→ **What you have to do**: Which lines below contain the word "green"? Gather every one of them and copy each in full.

→ **Stored rows**:
=====

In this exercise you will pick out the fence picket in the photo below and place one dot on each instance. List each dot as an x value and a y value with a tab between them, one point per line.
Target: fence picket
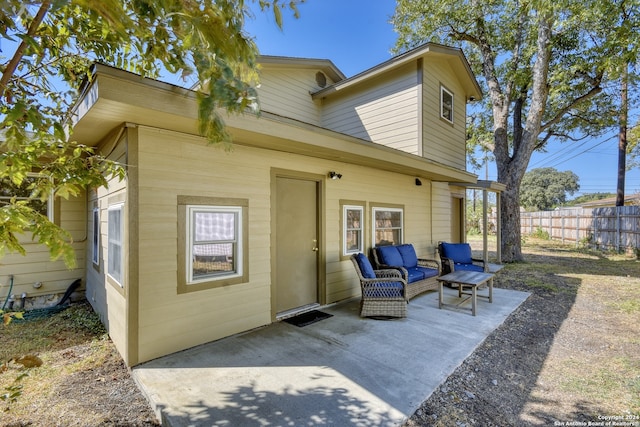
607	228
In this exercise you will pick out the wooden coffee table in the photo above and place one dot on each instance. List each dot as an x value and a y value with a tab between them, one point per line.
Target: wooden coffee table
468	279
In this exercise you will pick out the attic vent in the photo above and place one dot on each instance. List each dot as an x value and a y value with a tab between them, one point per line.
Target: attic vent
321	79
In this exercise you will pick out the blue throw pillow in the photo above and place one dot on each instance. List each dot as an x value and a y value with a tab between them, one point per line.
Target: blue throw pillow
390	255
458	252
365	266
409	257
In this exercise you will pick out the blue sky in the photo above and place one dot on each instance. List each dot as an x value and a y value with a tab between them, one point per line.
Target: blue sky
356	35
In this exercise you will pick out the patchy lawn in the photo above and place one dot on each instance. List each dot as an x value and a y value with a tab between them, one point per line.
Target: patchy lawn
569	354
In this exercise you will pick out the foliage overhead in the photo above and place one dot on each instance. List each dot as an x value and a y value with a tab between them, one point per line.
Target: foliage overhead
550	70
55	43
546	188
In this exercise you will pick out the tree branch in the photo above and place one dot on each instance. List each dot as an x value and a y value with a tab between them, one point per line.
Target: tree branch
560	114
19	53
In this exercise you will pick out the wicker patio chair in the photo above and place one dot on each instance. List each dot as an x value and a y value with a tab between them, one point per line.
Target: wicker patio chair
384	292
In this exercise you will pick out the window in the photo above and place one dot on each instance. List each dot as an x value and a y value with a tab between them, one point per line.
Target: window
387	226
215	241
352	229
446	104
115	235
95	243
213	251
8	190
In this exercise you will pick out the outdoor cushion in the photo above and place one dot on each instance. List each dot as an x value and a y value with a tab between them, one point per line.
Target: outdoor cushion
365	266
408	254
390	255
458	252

=====

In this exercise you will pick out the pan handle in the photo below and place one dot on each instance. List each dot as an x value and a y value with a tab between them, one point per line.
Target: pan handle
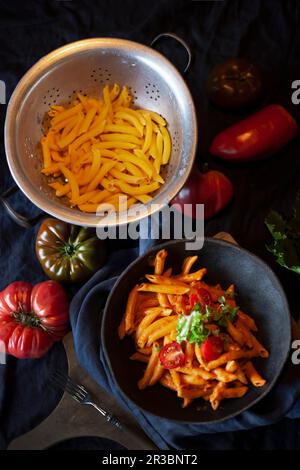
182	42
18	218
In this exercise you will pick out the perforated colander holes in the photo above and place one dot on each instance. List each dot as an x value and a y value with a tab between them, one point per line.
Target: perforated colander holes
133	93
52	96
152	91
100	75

=====

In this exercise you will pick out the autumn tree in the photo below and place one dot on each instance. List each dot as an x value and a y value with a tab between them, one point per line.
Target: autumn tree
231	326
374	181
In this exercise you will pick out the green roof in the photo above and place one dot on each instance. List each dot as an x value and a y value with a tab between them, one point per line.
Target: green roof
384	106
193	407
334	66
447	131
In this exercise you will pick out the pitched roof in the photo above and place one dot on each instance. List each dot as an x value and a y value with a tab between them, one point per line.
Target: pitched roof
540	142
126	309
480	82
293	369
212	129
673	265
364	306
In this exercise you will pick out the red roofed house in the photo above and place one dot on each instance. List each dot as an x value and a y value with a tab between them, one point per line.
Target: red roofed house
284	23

=====

→ **Exercise result**:
In this exercise you will pick out the green roof in the photo above and place one dot on each instance. List each dot as an x value and a y value with a tab between them, one point per line.
Target: green roof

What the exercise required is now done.